#### [Working data]
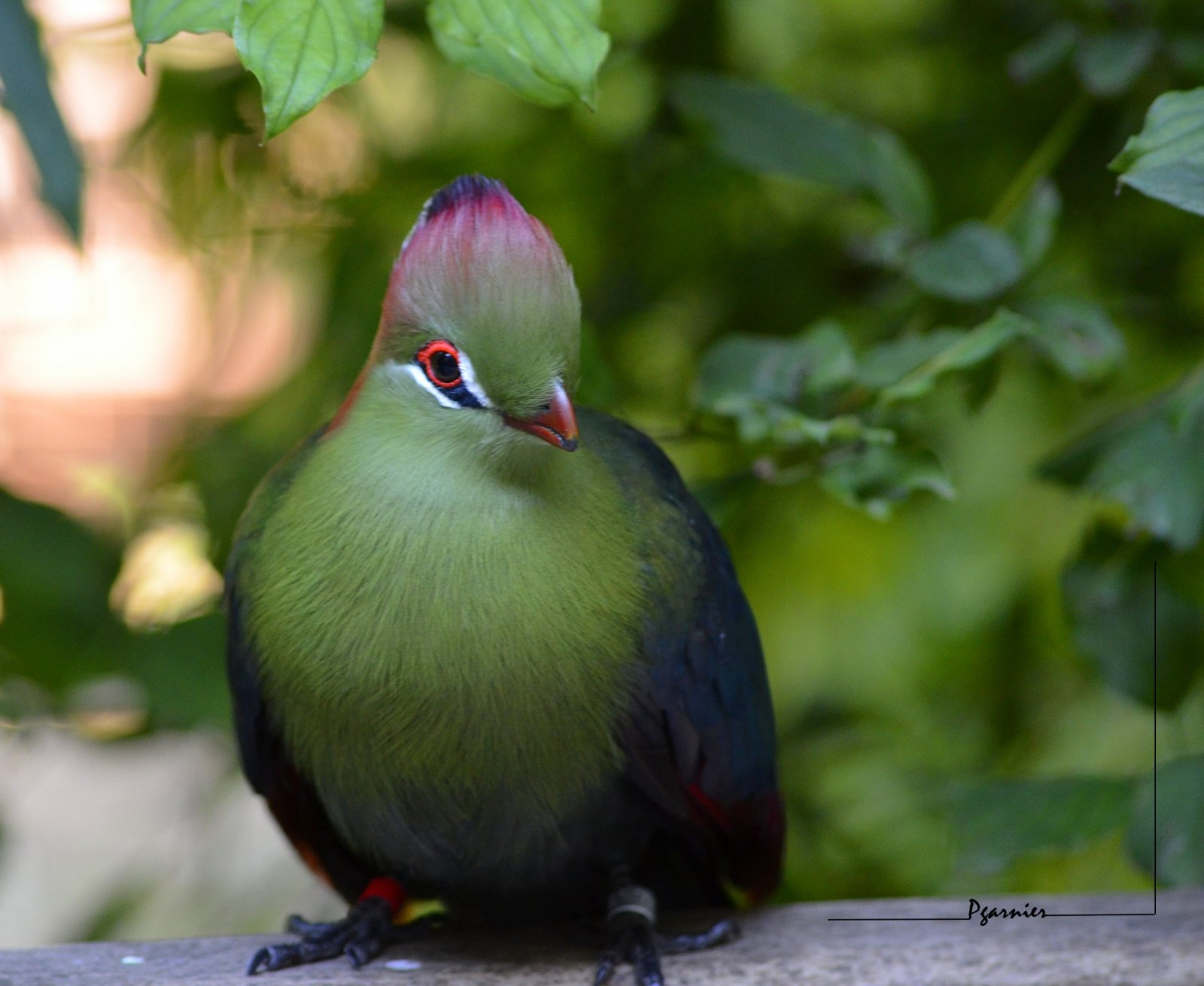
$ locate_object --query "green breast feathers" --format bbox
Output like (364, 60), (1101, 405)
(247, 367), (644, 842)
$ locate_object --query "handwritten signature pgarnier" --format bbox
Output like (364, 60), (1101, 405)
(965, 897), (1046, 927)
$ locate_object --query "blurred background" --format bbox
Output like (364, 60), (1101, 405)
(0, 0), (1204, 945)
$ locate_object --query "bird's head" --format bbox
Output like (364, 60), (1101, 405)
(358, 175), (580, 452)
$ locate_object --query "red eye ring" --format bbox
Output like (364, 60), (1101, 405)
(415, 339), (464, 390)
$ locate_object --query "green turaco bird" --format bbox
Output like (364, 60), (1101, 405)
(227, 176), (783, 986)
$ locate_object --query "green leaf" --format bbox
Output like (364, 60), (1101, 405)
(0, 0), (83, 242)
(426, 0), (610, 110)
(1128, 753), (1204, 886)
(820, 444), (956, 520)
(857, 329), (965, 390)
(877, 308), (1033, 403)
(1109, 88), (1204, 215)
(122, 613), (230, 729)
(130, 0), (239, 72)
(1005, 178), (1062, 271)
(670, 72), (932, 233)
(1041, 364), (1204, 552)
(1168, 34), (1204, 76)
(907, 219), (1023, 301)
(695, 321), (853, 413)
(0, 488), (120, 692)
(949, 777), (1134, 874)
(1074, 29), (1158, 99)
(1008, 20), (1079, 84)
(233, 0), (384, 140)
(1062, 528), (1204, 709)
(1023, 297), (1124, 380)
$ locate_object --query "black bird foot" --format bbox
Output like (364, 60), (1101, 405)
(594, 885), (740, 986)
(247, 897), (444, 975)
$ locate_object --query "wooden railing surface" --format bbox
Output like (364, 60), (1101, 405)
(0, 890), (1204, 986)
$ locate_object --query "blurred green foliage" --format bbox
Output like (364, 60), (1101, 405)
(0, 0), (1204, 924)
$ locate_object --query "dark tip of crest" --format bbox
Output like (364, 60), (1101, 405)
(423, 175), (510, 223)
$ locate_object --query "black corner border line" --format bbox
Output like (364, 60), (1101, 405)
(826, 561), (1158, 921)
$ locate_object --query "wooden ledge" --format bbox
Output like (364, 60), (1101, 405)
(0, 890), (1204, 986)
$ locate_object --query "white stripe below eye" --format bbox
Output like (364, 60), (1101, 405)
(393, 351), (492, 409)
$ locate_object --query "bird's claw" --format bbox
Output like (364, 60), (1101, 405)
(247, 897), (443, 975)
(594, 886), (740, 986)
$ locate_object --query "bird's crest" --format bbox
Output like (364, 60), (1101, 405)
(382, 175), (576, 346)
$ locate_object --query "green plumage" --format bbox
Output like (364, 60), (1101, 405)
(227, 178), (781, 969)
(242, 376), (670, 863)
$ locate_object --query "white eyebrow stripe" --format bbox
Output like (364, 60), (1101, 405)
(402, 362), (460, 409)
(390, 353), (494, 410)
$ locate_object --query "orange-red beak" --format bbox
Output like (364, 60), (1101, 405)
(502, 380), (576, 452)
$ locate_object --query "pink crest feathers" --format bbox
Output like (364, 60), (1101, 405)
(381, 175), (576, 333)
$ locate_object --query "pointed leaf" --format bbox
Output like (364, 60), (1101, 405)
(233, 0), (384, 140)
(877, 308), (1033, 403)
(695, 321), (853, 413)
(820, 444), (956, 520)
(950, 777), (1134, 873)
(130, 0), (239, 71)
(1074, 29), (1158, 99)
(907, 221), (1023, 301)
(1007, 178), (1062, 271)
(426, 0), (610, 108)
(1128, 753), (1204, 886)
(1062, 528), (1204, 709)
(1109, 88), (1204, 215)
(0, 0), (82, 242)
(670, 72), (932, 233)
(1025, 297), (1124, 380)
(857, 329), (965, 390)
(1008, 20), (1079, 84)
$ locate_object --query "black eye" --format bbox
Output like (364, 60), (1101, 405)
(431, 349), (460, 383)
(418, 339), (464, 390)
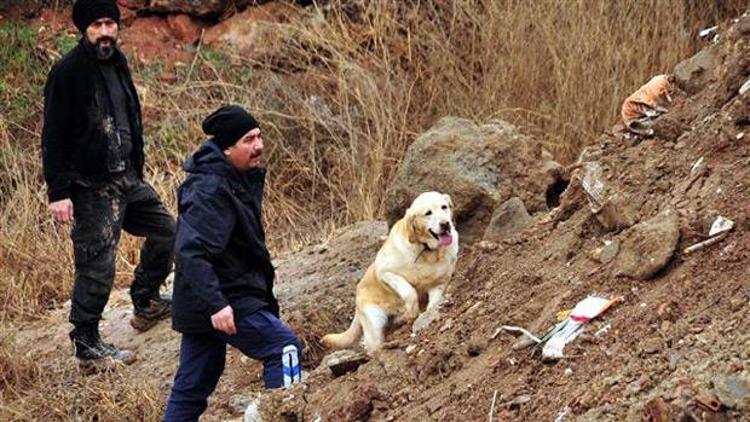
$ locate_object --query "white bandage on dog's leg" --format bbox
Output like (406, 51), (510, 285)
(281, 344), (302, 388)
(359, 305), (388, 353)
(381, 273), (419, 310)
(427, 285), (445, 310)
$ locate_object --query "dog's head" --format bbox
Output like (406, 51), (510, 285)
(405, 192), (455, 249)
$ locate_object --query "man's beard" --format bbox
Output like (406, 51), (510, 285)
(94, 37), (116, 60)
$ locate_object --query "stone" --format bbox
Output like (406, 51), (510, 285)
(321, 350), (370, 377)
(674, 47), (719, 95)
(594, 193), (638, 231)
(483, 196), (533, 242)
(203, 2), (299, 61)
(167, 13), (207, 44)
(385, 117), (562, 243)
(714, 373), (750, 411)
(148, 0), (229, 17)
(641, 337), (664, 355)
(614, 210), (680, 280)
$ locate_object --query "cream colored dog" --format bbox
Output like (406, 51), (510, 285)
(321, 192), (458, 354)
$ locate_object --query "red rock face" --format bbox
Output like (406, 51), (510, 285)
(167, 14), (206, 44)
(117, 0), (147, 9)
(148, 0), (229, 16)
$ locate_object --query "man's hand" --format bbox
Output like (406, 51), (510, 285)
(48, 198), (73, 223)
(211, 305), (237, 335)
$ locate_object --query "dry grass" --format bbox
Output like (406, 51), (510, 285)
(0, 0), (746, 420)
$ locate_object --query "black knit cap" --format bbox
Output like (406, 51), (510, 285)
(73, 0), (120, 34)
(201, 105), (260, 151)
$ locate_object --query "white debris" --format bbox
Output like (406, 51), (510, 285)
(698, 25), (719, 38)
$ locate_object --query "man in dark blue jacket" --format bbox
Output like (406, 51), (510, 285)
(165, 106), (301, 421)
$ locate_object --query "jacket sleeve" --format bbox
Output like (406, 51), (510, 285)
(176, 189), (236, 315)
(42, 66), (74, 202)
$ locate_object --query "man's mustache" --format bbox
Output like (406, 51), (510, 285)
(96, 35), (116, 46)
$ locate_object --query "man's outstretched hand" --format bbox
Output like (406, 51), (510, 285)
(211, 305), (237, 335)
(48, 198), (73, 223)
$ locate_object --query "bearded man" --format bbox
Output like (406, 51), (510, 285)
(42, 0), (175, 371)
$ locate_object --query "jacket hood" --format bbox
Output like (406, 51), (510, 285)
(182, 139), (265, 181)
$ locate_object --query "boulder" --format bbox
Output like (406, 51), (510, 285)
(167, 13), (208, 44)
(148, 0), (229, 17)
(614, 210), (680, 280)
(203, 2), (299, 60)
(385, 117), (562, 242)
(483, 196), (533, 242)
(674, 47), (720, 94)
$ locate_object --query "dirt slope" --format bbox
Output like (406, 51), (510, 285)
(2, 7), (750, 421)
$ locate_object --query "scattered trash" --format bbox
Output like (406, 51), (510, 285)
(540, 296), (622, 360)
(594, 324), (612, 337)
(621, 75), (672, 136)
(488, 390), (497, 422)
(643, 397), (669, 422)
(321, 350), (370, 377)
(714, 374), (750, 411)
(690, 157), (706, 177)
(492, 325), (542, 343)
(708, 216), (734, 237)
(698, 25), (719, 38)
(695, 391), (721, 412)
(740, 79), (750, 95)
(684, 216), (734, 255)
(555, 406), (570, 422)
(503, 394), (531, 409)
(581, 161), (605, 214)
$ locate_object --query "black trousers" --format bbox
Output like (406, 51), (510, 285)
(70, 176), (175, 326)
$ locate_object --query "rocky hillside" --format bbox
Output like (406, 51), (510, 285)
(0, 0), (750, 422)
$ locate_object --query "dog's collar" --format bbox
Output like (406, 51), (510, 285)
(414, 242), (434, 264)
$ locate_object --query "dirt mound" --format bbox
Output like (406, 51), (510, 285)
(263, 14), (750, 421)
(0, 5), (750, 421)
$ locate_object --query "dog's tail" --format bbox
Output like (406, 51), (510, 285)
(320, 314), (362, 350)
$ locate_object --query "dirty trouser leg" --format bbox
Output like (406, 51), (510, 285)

#### [What this task involves]
Render the records as a numbered list, starting at their beginning and ending with the line containing "(965, 897), (1046, 927)", both ends included. Omit blank lines, and leave the pictures out of the answer.

#### [Exercise output]
1. $ locate_object --query "green breast feathers" --format bbox
2. Output like (364, 60), (1101, 405)
3. (247, 367), (644, 842)
4. $ locate_object --query "handwritten signature pgarnier" --format bbox
5. Output like (364, 60), (1101, 405)
6. (965, 897), (1046, 927)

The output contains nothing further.